[Object position labeling entries]
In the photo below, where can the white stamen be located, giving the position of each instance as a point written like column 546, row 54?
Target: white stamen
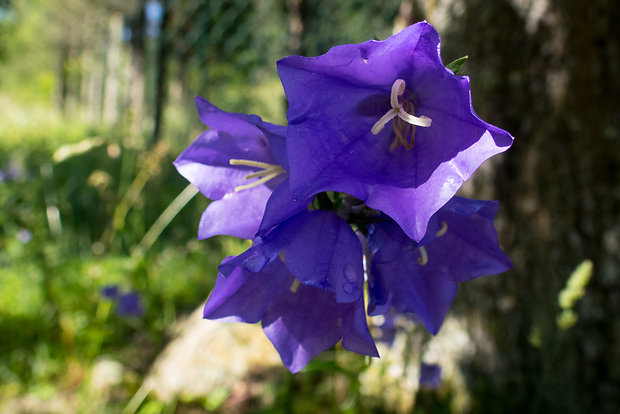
column 443, row 229
column 268, row 172
column 423, row 259
column 398, row 88
column 295, row 285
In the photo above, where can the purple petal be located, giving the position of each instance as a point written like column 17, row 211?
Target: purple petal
column 281, row 207
column 237, row 214
column 425, row 291
column 326, row 253
column 335, row 99
column 304, row 323
column 469, row 248
column 235, row 124
column 243, row 296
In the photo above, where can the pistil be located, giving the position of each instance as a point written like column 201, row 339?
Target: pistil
column 423, row 259
column 403, row 122
column 268, row 171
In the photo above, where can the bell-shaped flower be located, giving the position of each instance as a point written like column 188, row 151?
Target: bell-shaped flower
column 319, row 248
column 241, row 164
column 422, row 278
column 301, row 321
column 386, row 122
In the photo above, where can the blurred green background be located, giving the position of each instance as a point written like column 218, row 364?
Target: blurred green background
column 96, row 102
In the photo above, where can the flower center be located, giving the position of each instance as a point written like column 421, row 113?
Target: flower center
column 266, row 173
column 403, row 122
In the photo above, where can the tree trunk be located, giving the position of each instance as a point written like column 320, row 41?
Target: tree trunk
column 546, row 72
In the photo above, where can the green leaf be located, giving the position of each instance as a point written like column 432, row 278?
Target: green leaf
column 455, row 65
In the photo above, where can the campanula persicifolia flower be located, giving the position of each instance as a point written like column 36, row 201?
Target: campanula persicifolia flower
column 421, row 279
column 129, row 304
column 241, row 164
column 386, row 122
column 301, row 321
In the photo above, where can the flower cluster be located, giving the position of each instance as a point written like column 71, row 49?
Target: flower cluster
column 353, row 201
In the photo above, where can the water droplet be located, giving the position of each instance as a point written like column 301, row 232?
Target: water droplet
column 350, row 274
column 348, row 288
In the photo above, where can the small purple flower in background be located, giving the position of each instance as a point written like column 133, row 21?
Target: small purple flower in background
column 386, row 122
column 301, row 321
column 241, row 164
column 129, row 304
column 430, row 375
column 110, row 291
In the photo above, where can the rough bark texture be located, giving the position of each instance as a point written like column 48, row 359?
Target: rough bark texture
column 545, row 71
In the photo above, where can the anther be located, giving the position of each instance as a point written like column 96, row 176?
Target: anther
column 295, row 285
column 268, row 172
column 397, row 114
column 423, row 259
column 443, row 229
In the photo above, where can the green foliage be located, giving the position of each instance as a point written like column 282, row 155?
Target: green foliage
column 456, row 65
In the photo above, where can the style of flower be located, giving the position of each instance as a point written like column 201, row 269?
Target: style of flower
column 386, row 122
column 421, row 279
column 301, row 321
column 241, row 164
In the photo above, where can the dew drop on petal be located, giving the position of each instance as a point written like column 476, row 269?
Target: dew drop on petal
column 350, row 274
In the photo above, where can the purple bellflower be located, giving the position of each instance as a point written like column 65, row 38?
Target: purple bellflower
column 110, row 291
column 421, row 279
column 241, row 164
column 386, row 122
column 301, row 321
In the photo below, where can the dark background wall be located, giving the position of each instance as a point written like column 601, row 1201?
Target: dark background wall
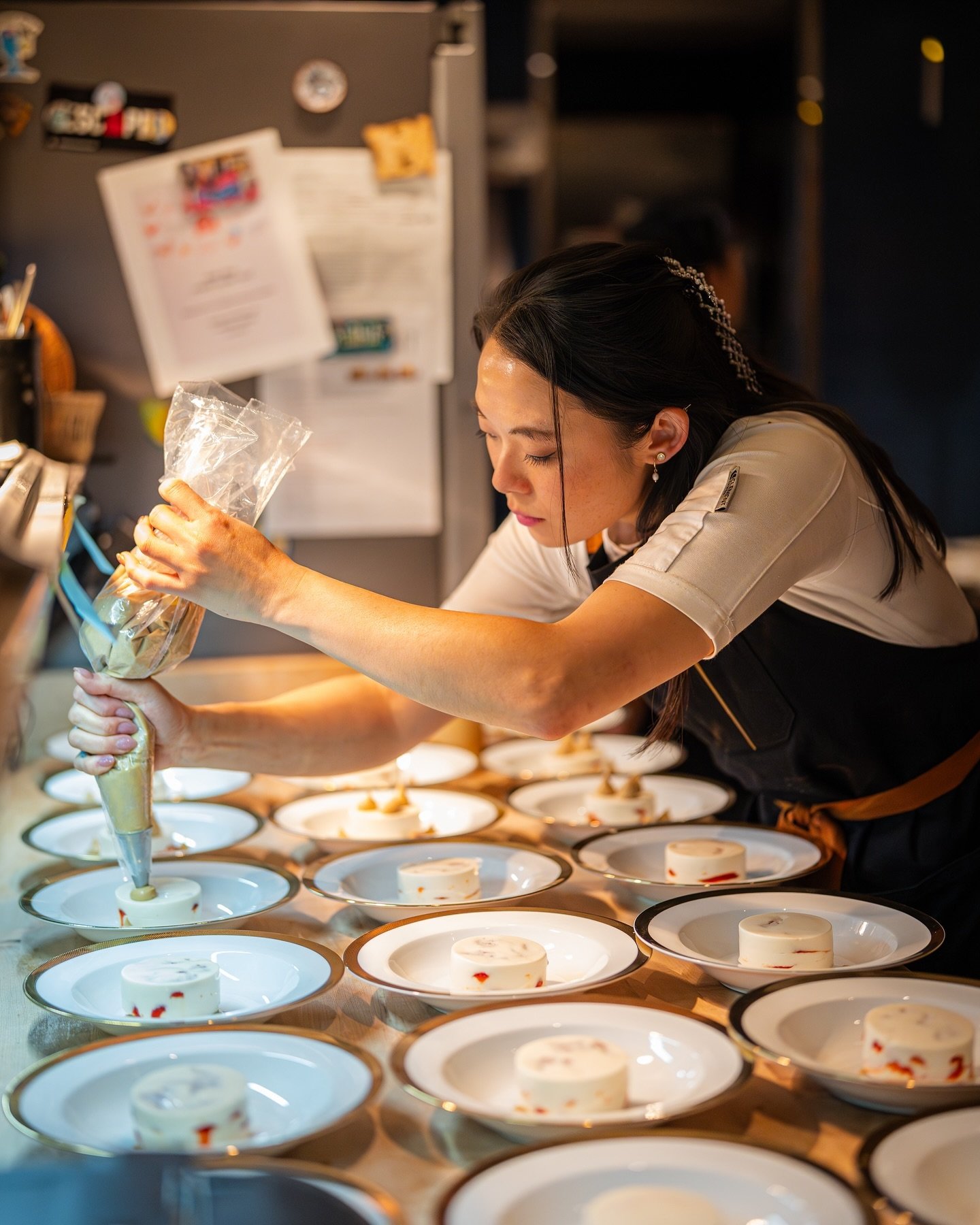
column 902, row 243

▶ Task requirements: Render the listing from its beginning through the line containing "column 96, row 102", both ends included, as a two-column CSV headed text and coordinates. Each row should pair one wording with its coordinates, every field quoted and line breaks turned into spaces, with the pictures left out.

▶ Answer to this problem:
text,coordinates
"In the photo below, where can the white stamen be located, giving the position of each instance as a point written like column 546, row 54? Target: white stamen","column 443, row 229 column 268, row 172 column 423, row 259 column 398, row 88 column 295, row 285"
"In the photo above, where can the purple petal be located, giving the position of each instance as a point written like column 17, row 211? Target: purple petal","column 281, row 207 column 237, row 214 column 425, row 291 column 326, row 253 column 335, row 99 column 304, row 323 column 469, row 248 column 235, row 124 column 243, row 296"
"In the photo above, where can the pistil be located, giving the position of each instance as a point written like column 201, row 339? Target: pistil","column 423, row 259 column 403, row 122 column 268, row 171"
"In the photo above, where can the bell-shaped flower be located, giving the position of each instance as a point written like column 188, row 151? Target: bell-shaped flower","column 319, row 248 column 241, row 164 column 422, row 278 column 301, row 321 column 386, row 122"
"In the photo above, where can the blurred green background be located, giving the position of each instance as a point written like column 218, row 364? Target: blurred green background","column 96, row 102"